*MATERIAL FOR THIS EXERCISE:*
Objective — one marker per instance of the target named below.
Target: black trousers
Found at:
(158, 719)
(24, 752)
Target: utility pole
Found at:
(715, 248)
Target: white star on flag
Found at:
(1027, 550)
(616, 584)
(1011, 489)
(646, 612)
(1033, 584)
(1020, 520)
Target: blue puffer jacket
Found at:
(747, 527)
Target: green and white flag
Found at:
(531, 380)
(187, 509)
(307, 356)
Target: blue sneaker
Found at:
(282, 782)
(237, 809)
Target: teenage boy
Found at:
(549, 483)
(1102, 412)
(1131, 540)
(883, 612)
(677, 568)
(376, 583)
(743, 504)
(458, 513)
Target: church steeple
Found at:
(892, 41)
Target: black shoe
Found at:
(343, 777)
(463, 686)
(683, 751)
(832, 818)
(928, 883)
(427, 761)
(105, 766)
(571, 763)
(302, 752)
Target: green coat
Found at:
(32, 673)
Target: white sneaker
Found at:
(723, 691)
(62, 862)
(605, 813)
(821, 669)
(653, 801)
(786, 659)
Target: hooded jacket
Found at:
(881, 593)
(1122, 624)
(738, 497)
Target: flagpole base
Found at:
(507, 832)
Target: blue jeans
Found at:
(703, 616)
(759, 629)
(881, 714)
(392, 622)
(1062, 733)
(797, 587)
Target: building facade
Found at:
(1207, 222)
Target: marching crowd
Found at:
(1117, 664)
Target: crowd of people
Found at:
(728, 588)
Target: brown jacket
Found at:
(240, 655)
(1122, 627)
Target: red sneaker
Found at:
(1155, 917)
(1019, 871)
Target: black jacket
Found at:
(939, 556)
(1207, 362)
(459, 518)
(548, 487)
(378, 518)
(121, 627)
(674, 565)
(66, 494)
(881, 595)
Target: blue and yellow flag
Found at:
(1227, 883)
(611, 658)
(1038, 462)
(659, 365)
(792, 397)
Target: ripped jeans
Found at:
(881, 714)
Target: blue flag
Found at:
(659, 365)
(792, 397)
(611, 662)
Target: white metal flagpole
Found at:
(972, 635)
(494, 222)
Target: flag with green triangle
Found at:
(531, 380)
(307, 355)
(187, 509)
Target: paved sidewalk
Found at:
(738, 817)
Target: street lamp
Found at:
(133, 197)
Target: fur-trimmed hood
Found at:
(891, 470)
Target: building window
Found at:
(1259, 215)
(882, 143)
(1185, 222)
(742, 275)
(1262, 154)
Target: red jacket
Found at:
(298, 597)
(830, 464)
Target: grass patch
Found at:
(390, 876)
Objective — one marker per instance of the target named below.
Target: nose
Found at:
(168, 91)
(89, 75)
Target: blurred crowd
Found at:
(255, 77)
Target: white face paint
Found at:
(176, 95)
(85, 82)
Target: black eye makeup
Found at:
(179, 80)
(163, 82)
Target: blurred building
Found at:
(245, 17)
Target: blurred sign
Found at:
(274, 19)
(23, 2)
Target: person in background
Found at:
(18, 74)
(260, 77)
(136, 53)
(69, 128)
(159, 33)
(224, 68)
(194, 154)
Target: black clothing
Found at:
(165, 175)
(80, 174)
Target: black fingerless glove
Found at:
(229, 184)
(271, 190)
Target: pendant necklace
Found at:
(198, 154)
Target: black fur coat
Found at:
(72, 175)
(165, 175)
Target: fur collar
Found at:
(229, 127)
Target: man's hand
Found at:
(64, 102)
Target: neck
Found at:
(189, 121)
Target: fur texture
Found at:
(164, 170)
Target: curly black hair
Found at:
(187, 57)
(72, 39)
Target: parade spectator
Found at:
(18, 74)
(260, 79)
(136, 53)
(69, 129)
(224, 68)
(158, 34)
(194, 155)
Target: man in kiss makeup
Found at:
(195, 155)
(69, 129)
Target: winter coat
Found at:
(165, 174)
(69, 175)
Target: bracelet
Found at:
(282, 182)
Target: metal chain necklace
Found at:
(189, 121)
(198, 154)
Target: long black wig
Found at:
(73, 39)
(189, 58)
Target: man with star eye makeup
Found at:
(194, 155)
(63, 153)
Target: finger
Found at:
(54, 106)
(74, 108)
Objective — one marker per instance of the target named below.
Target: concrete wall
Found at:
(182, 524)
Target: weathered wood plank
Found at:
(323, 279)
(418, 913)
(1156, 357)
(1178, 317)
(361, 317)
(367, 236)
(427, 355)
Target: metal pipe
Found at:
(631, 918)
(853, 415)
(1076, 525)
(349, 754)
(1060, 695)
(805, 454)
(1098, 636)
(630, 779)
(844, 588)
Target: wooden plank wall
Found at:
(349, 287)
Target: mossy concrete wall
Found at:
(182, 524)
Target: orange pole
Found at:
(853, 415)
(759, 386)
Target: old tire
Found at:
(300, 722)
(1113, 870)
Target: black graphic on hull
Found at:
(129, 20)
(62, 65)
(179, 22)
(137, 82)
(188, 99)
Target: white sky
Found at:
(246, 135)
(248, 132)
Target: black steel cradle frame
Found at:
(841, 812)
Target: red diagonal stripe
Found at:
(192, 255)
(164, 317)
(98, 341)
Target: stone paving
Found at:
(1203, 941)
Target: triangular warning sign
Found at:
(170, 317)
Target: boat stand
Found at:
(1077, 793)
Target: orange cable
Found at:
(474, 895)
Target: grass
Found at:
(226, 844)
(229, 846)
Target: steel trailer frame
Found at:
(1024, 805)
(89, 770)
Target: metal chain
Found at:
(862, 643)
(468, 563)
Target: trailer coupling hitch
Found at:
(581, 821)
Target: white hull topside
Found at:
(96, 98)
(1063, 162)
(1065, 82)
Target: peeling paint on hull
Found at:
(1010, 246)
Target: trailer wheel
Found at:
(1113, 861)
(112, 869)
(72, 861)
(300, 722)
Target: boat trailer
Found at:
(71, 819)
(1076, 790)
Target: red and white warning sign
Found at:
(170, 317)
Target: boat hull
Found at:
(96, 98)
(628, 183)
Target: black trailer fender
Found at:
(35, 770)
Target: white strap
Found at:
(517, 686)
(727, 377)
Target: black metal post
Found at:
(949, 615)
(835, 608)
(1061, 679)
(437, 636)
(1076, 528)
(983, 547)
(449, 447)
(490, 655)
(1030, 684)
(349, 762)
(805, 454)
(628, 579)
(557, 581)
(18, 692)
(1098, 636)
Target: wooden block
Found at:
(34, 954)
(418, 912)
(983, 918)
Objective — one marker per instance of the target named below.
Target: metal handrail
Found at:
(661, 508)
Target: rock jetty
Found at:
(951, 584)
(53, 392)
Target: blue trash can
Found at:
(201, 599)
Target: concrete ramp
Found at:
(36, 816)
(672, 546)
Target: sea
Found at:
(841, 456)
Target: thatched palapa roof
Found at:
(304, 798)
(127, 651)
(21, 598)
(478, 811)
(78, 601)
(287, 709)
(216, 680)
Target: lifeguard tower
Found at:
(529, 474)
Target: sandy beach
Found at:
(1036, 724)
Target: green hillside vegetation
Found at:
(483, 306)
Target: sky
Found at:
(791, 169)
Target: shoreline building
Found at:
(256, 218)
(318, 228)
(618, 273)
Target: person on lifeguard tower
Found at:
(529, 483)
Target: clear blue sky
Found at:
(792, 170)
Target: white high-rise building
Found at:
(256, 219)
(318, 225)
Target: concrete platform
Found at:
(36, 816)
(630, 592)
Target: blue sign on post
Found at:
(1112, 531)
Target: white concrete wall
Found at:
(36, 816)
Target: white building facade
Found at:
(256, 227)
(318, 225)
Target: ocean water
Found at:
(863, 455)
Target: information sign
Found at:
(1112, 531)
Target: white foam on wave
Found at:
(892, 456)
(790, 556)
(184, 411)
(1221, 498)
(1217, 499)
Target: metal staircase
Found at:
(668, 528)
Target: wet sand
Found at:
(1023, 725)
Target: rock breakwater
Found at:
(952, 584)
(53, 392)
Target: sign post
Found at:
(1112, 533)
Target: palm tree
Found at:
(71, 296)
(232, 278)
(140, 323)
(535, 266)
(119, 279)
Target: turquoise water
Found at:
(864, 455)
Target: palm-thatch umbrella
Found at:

*CHALLENGE:*
In the records above, give everything from the line containing "Target: white high-rise building" down to the line containing "(1023, 725)", both included, as a numbered list with no blank lines.

*SOLUTION TO THE PROBLEM:*
1. Target: white high-rise building
2. Found at:
3. (256, 219)
4. (318, 225)
5. Target: concrete platform
6. Found at:
7. (36, 816)
8. (630, 592)
9. Target: blue sign on post
10. Found at:
11. (1112, 531)
12. Target: white concrete wall
13. Found at:
14. (36, 816)
15. Target: white building facade
16. Found at:
17. (256, 227)
18. (318, 225)
19. Target: ocean water
20. Found at:
21. (863, 455)
22. Target: information sign
23. Found at:
24. (1112, 531)
25. Target: white foam on wave
26. Found at:
27. (892, 456)
28. (790, 556)
29. (184, 411)
30. (1221, 498)
31. (1217, 499)
32. Target: metal staircase
33. Found at:
34. (668, 528)
35. Target: wet sand
36. Found at:
37. (1023, 725)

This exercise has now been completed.